YOUR GOAL —
Extract every line below word for word, and leave the pictures out of your answer.

* BEGIN LISTING *

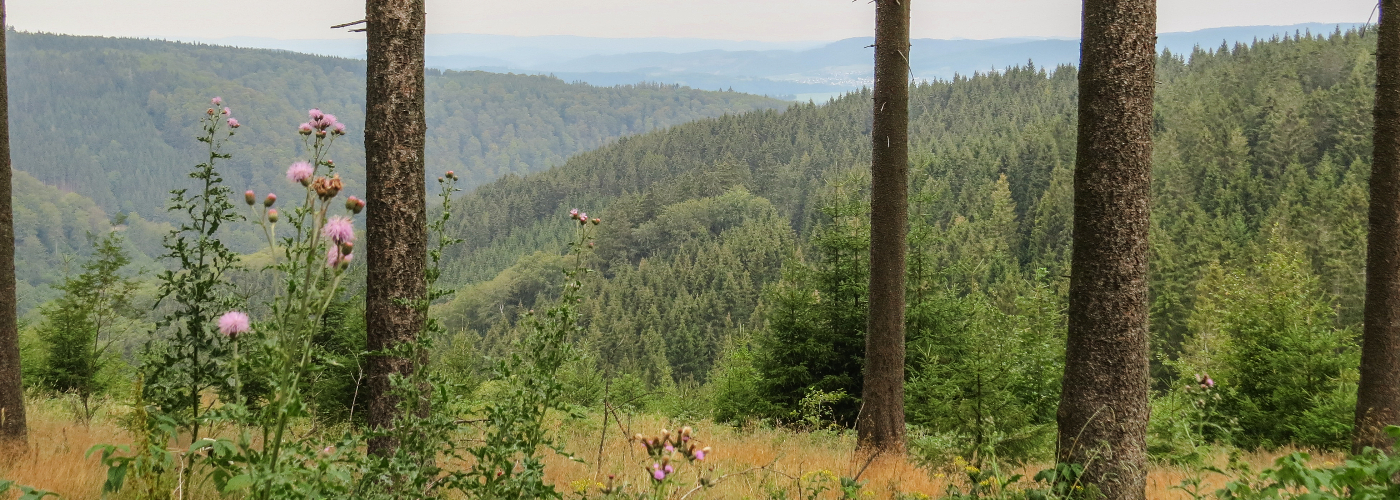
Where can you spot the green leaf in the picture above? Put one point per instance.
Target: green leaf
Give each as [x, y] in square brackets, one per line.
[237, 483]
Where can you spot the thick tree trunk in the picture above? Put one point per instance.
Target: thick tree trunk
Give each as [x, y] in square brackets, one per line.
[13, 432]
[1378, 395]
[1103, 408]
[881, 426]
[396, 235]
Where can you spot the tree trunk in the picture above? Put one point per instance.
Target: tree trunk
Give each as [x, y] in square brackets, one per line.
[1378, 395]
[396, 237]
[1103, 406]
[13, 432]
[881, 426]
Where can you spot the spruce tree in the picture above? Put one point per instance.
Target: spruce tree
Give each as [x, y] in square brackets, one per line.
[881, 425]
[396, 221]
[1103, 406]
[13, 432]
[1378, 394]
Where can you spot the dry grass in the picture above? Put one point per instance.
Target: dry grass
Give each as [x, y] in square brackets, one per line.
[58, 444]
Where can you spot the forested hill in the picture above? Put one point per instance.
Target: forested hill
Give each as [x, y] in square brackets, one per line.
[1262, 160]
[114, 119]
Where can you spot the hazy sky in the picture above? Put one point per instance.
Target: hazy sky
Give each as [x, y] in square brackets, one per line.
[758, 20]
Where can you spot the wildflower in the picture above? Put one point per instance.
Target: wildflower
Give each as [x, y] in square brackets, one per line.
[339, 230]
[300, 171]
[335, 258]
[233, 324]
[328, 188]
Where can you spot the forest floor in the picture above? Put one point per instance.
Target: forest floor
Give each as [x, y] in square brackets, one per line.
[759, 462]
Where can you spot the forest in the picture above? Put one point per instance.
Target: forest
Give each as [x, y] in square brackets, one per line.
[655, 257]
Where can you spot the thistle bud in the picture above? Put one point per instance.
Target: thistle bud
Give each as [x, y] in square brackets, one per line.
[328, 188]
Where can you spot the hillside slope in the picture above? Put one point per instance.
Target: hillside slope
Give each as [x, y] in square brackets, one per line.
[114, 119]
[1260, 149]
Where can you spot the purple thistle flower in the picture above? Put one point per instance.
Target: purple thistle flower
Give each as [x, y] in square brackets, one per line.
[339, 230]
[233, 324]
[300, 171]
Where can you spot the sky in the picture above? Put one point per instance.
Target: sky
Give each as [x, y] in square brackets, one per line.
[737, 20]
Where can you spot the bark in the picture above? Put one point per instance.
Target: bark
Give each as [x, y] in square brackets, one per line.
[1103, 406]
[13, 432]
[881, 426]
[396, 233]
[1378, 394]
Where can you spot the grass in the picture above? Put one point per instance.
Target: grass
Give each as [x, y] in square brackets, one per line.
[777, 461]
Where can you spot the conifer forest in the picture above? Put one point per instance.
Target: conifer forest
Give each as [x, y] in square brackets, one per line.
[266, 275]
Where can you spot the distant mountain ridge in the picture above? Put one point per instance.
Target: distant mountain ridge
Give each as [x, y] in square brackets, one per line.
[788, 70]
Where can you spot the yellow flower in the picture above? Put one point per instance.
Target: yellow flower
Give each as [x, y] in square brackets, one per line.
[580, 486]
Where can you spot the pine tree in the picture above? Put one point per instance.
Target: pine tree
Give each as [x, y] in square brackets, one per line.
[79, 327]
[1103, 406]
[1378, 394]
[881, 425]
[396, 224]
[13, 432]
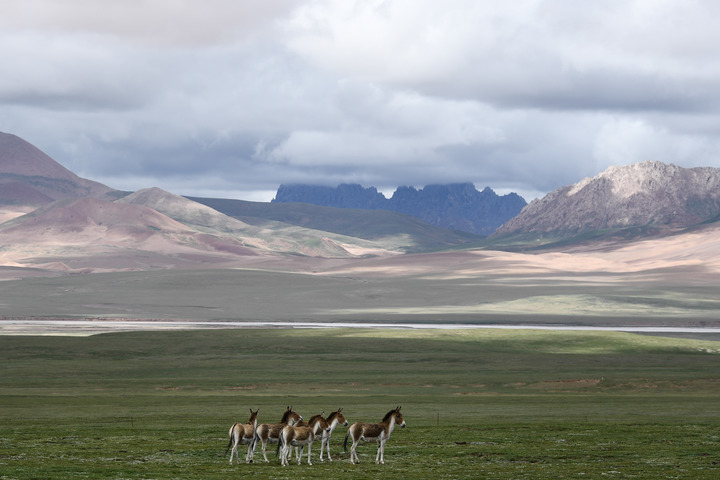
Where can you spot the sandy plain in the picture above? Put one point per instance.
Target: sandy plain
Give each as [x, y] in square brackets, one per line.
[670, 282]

* END LISTING *

COMPLETE RESPONSE —
Where can you spot the green leaf in the picture above? Put one point per instance.
Target: green leaf
Give each as [x, y] in square brackets, one per line.
[237, 483]
Where can you spot the thick tree trunk in the picture above? Put one point per instance.
Target: thick tree trunk
Give each as [x, y] in square brackets, one per line.
[13, 432]
[1378, 395]
[1103, 408]
[881, 426]
[396, 235]
Where can you spot the tree trunk in the picture above? Put one point per instance.
Target: tree trunk
Give each as [x, y] in square brackets, one per line.
[1378, 395]
[396, 237]
[1103, 406]
[13, 432]
[881, 426]
Where can you spot the spruce tree in the picture above? Put one point per instance.
Target: spruce tree
Give each as [x, y] in square brackets, one per line.
[881, 425]
[396, 221]
[1103, 406]
[13, 432]
[1378, 394]
Where can you spot the dry grass in the picture above? Put one point per instance.
Target: dry grass
Give each as [x, y] in square brackets, one per line.
[58, 444]
Where can you spot the forested hill in the picture above? Put one point per instance.
Target: forested hill
Give each as [x, y] in square brackets, one per line.
[1262, 160]
[114, 119]
Where can you spot the hazy sky in the picture above? Put one point per instance.
Target: hazy sky
Give each as [x, y] in square brackets, one per line.
[758, 20]
Where can you spot the wildflower in the picture above? Put one point per instance.
Target: wildflower
Give each as [x, y] in square brackets, one per line.
[339, 230]
[300, 171]
[335, 258]
[233, 324]
[328, 188]
Where can you spot the forest floor in the picture above? Put one point per instance.
Target: forest floor
Give each as [x, y] in square brackets, one per line.
[759, 462]
Where can you spot the forest in the picture above? Put one point per instance.
Target: forest
Give each as [x, y] in square brackets, one per line.
[655, 257]
Where can you spot the thistle bud in the picture above? Put one point per instance.
Target: thistle bud
Give each as [x, y] in square brackets, one per line.
[328, 188]
Where can you spot the hillside slope in the picture above? Put one point per instance.
Target: hillside slope
Give each as [x, y] in square brackets, one per line.
[114, 119]
[1260, 149]
Where can you spot the purple thistle flower in the picture above? Put one point per instance.
Target: purple thistle flower
Give each as [x, y] in square brackets, one per line.
[339, 230]
[233, 324]
[300, 171]
Where can you spot the sky in the picture above? Put one point per instance.
Target: sky
Give each as [x, y] in square brackets, one per line.
[737, 20]
Where can you spot the bark in the picture above? Put one point per instance.
Target: bark
Give each as [x, y] in square brackets, one per line.
[1103, 406]
[13, 432]
[881, 426]
[396, 233]
[1378, 394]
Where can you spot the grass in the picture above? Put one point per instance.
Target: grass
Give each as [x, y] in square brackets, one per line.
[777, 461]
Where can you spot the conifer forest in the picture above? Put one point per instance.
Target: conifer forest
Give each as [x, y] in square brackets, one per line.
[266, 275]
Where can you spot the distant mountain ridge in the picture above? Put one point per instance.
Target: distant mountain ridge
Give each as [x, y] in square brackets, one per line.
[788, 70]
Where can you spot the yellow flower in the picture above? Put one point per instance.
Target: yellow flower
Give each as [x, y] in square brackets, one per line.
[580, 486]
Where can you spot the pine tree in the picture above? Put one point per instance.
Target: pine tree
Give each as [x, y] in square brackets, one per line.
[79, 327]
[1103, 406]
[1378, 394]
[881, 425]
[396, 224]
[13, 432]
Where can you spot the sandy plain in the picture above? Put one point per instance.
Target: sandy plain
Give each as [x, y] in square brackets, one per line.
[670, 282]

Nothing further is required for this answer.